SHORT PROBLEM:
Could you write out the listing below word for word, leaving the pictures out?

(Items listed in a dataset)
>> START
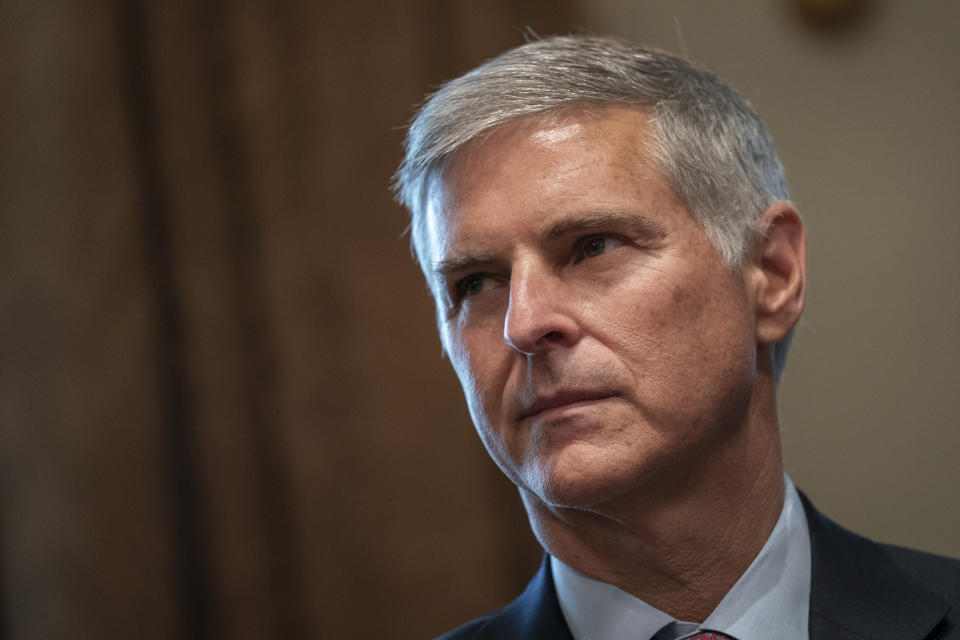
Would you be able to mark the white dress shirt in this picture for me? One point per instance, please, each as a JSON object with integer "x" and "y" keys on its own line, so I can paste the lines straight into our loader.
{"x": 771, "y": 598}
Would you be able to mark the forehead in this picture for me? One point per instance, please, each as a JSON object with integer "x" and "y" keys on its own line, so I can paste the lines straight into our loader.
{"x": 532, "y": 171}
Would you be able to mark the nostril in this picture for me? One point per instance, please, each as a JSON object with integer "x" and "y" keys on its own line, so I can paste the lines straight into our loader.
{"x": 553, "y": 336}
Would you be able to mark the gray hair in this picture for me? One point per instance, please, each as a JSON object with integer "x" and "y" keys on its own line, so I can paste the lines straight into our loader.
{"x": 710, "y": 145}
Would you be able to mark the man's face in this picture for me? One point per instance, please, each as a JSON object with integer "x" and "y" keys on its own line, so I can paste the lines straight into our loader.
{"x": 602, "y": 345}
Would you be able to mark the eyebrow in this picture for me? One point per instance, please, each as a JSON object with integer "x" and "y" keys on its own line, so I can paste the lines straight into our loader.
{"x": 461, "y": 260}
{"x": 635, "y": 223}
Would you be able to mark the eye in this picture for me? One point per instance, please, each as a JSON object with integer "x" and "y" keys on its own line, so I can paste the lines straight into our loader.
{"x": 593, "y": 246}
{"x": 470, "y": 286}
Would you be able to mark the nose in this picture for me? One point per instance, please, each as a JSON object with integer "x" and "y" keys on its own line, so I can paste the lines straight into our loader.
{"x": 542, "y": 313}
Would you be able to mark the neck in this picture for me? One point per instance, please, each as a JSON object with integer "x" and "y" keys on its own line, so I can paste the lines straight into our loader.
{"x": 683, "y": 549}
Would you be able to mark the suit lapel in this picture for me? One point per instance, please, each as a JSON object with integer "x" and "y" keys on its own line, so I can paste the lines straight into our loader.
{"x": 857, "y": 591}
{"x": 536, "y": 614}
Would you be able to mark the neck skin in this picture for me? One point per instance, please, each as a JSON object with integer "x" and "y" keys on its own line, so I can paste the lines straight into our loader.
{"x": 681, "y": 549}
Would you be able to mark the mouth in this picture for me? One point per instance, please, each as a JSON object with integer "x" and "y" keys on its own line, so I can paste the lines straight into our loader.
{"x": 546, "y": 404}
>> END
RESULT FOR THIS EXERCISE:
Would you be able to mark the white dress shirt in this picture for me? One point per instance, please, each as a JSON object with integer "x" and "y" keys on its own line, so I can paste the lines straight into our loader.
{"x": 771, "y": 598}
Would you be able to mark the forehead in this picture for me? One point per instance, please, each as a JSON object with integer "x" and "y" keys on its own line, so I can paste the lines straight into our loader.
{"x": 532, "y": 171}
Would you be able to mark the nostril in this picture for me? One point per instance, please, each as a JSON object with integer "x" and "y" keys on its own line, so I can paste the lines straight into our loader.
{"x": 553, "y": 336}
Would you be able to mark the gray hair in this picture for me? One point per instance, please, each as a JSON object with integer "x" and "y" keys on its own line, so I can paste the lines straight into our loader.
{"x": 710, "y": 145}
Would you be able to mark the man's face in this picture for me? One point per instance, please, each as a JSON object with integer "x" and "y" keys on its own line, so I can paste the lines straight into our loader.
{"x": 602, "y": 345}
Would you be able to mark the eyebrow in this picture for me? One point per instance, please, each as a JSON object with integer "x" and "y" keys on its own line, so I can paste the lines straight into our loader.
{"x": 461, "y": 260}
{"x": 635, "y": 223}
Would you be able to mark the eye in this picture for me? One point per instance, please, each as a JSON object with integer "x" and "y" keys on its own line, so I can paste the lines straight into our loader.
{"x": 593, "y": 246}
{"x": 470, "y": 286}
Would you be able to mark the nose in this picture for me? One point per instance, please, each as a JSON object with integer "x" and "y" keys on its own line, so I can paste the lines straight into our loader.
{"x": 542, "y": 313}
Would you be able to mark the neck in this picture for me? One point per instance, please, each as a JSON object with integer "x" and "y" keys on its own line, so I can paste the lines straight into our loader.
{"x": 683, "y": 549}
Would you be able to mark the suit lapel in this picture for me? One point per instance, please, each as a JSON object with integer "x" and "y" keys on its own line, so I can paste the lines straight into our loader.
{"x": 857, "y": 591}
{"x": 536, "y": 614}
Would you be able to mark the neck skin in this picture for me? One point per instance, please, each as a JSON object with integer "x" and "y" keys on its own line, so I can paste the lines straight into our loader.
{"x": 681, "y": 549}
Would you be able to mark the mouth in this picture for me? One point per instance, please, each as a JSON object with integer "x" and "y" keys on its own line, so I can paste the lines straight into our loader.
{"x": 546, "y": 404}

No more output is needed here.